> [AIM A]:
List every line in the records below that contains the word "distant".

> [EXCERPTED PASSAGE]:
4 Key Business Advisors Needed for Exit Planning

Exit planning is a lot like preparing to climb Mount Everest; few people can do it on their own, and even less succeed.

Have you ever heard of the saying, “jack of all trades and master of none?” The saying can be applied to the exit planning, meaning no one is an expert in all aspects of this process.

However, several key business advisors can guide you through the succession planning process. Ensuring you walk away feeling confident that you made the best decisions for both you and your business. Wondering who the key business advisors are that we recommend as you start exit planning? Read on!

Who are the Top Exit Planning Advisors

Attorneys: Risk management is one of the most important roles of an attorney. Typically, new companies sign agreements with vendors, suppliers, strategic partners, distributors, government agencies, employees, and many other partners. Attorneys can also help business owners decide the proper entity for both tax advantages and personal liability protection.

When companies have more than one owner, they can draft agreements if there is a change in ownership due to death or retirement. Most owners do not have the specific knowledge to understand legalese, or to know if they are being taken advantage of within the agreement. Attorneys are a great exit planning advisor to have available as they can recommend other professionals or agencies for the company to use.

Regarding company succession, one of the most important and often missing documents is the buy-sell agreement. For companies with multiple owners, issues can arise if one is unable or unwilling to continue working, would like to leave the venture or if they wish to retire. While a buy-sell agreement is best prepared in the beginning, it’s never too late to draft this paperwork if it does not exist.

Attorneys also play a critical role for business owners during exit planning. They can facilitate the merger, sale, transfer of interest, purchase or change in operations and ownership. For example, there are numerous important components of a transaction that legal advice is critical for, including representations & warranties, closing conditions, covenants after closing, and restrictive covenants after the closing. Understanding the intent of these components and the overall agreement is critical and not something that most business owners are equipped to handle on their own.

Read more: Business Exiting: Insight from a Business Owner Who has Been There

Investment Banker or M&A Advisors: How can investment bankers help business owners with the sale of their company?

Investment bankers are key business advisors as they can help the owner objectively understand and determine the valuation of their company. They can coach the owner on how to position the company to potential buyers to maximize value. They will also identify and market your company to a broad spectrum of qualified financial and strategic buyers that the owner may not know or know how to approach.

Investment bankers can help increase the value of the transaction by preparing and running an auction process. During this process, multiple buyers can bid against one another. The investment bankers are there to help ensure you receive the best price and terms.

It is through competition that the owner can be sure to obtain the highest and best value for the company. The investment banker can negotiate on behalf of the owner and, if the need arises, can be more assertive in bargaining while not damaging the owner’s relationship with the acquirer.

If the owner doesn’t have the time to dedicate to managing the entire sales process (which on average takes 6 to 9 months) an investment banker is an ideal aid. They will allow the owner to continue running the company throughout the sales process.

Wealth Managers: Wealth managers guide owners through the steps necessary to prepare for the financial ramifications of selling their businesses. This includes assisting them in understanding the tax liabilities associated with the sale and preparing them for the personal impact of selling a business.

> [EXTRACTED INFORMATION]:
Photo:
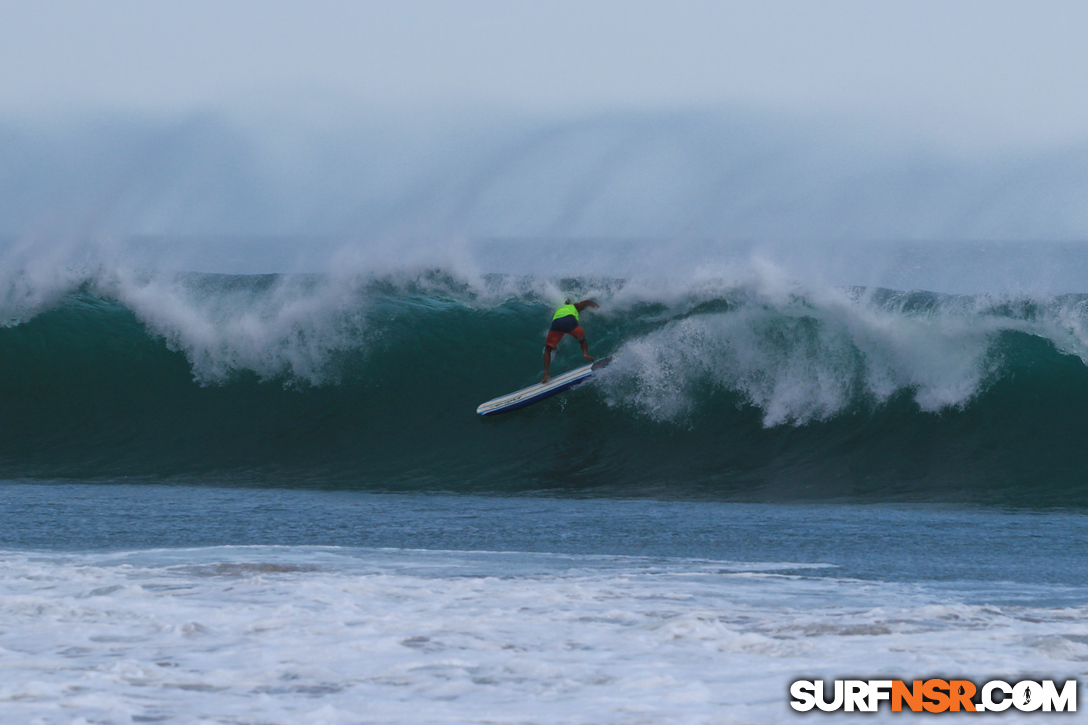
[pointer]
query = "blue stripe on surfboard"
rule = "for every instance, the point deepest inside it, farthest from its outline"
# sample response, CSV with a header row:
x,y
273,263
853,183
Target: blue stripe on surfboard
x,y
540,391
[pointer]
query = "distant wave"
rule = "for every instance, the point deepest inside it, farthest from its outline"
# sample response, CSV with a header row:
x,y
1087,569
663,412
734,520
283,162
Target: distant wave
x,y
752,388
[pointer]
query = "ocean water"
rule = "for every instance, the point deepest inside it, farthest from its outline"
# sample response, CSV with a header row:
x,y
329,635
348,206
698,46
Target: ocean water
x,y
230,496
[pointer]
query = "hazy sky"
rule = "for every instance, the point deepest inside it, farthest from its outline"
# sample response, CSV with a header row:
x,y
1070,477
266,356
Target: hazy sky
x,y
967,71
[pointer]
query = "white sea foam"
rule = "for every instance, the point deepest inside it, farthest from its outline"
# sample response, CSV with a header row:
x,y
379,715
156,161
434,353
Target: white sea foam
x,y
800,351
309,635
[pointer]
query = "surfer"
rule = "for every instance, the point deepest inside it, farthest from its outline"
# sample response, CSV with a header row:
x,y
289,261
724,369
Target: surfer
x,y
565,321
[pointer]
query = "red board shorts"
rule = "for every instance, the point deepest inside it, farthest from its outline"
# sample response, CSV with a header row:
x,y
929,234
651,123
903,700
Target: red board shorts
x,y
564,326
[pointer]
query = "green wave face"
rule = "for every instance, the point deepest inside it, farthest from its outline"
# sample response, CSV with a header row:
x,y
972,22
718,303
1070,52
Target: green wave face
x,y
862,395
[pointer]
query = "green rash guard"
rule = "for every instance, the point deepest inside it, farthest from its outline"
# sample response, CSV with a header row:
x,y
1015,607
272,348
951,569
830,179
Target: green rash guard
x,y
564,311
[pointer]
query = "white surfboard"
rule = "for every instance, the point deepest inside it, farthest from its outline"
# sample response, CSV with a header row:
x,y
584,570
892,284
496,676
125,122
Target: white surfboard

> [AIM B]:
Reproduce the stretch of the exit planning article from "Have you ever" through "planning? Read on!".

> [EXERCISE RESULT A]:
query = "distant wave"
Target: distant wave

> [EXERCISE RESULT B]:
Have you ever heard of the saying, “jack of all trades and master of none?” The saying can be applied to the exit planning, meaning no one is an expert in all aspects of this process.

However, several key business advisors can guide you through the succession planning process. Ensuring you walk away feeling confident that you made the best decisions for both you and your business. Wondering who the key business advisors are that we recommend as you start exit planning? Read on!